Halo: First Strike Retrospective

Part of Forward Unto Dawn’s Hindsight: Halo series. This text piece has a video companion you can view here or embedded below.


Eric Nylund’s Halo: The Fall of Reach, the video game Halo: Combat Evolved, and William C. Dietz’s novelization of said game, The Flood, were all tremendous hits. The Fall of Reach and The Flood were both Publishers Weekly bestsellers. By July 2003, Halo: Combat Evolved had sold 3 million copies worldwide. Combat Evolved was the killer app for the Xbox console. This clearly wasn’t just another video game. Microsoft and Bungie had a potential franchise juggernaut on their hands, and that meant a sequel.

Halo 2‘s development would be notoriously troubled, but while fans waited for the game as its ship date was delayed again and again, there was Halo: First Strike. Eagle-eyed fans first spotted details for the book in May 2003, although its content was at the time unknown. No less than Microsoft’s franchise development group editor Eric Trautmann would take to Halo.bungie.org’s forum to confirm the book’s existence (although, as the name hadn’t yet been approved by Bungie, told fans that the name was a working title and was going to change.)1

Later details revealed that First Strike was to be a new story bridging the gap between Halo: Combat Evolved and Halo 2. Once again, Nylund was returning to pen this book, but the world in which Nylund was writing was a very different one than just two years before. The Master Chief wasn’t just some guy on a box looking intimidating—he was a character that had been fleshed out and explored. Fans had come to love the colorful cast of characters. They had created fan art, fan fiction, spun theories about just what exactly happened at the end of the game, and where Chief and Cortana would end up. (Proving that time is a flat circle, some fans on Halo.Bungie.org’s story discussion page believed that Cortana would be the big bad in Halo 2, having become corrupted by the knowledge she had gained from the Forerunners.) Nylund was stepping back into a universe at once more expansive, and simultaneously more constricting, than the one he had left.

__DATASET SECTION__:
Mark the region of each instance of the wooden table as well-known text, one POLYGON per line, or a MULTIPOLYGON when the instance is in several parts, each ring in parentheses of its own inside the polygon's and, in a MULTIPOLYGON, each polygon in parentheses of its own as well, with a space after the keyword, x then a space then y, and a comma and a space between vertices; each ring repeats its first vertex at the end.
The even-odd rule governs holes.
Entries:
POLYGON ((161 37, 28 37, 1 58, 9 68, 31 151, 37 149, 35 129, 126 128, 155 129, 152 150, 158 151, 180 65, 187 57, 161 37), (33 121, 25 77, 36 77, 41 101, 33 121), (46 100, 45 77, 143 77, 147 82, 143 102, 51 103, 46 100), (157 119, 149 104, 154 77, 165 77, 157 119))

__SET OF TASKS__:
- A) Using the retrospective, answer the following:
(i) How many copies of Halo: Combat Evolved had been sold worldwide by July 2003?
(ii) In what month and year did fans first spot details for the book?
(iii) On which forum did Eric Trautmann confirm the book's existence?
- B) Transcribe, without alteration, the part of the retrospective that opens with the words containing "Eric Nylund’s Halo: The" and closes with "meant a sequel.".

__RESPONSES TO THE TASKS__:
- A)
(i) 3 million
(ii) May 2003
(iii) Halo.bungie.org's forum

- B)
Eric Nylund’s Halo: The Fall of Reach, the video game Halo: Combat Evolved, and William C. Dietz’s novelization of said game, The Flood, were all tremendous hits. The Fall of Reach and The Flood were both Publishers Weekly bestsellers. By July 2003, Halo: Combat Evolved had sold 3 million copies worldwide. Combat Evolved was the killer app for the Xbox console. This clearly wasn’t just another video game. Microsoft and Bungie had a potential franchise juggernaut on their hands, and that meant a sequel.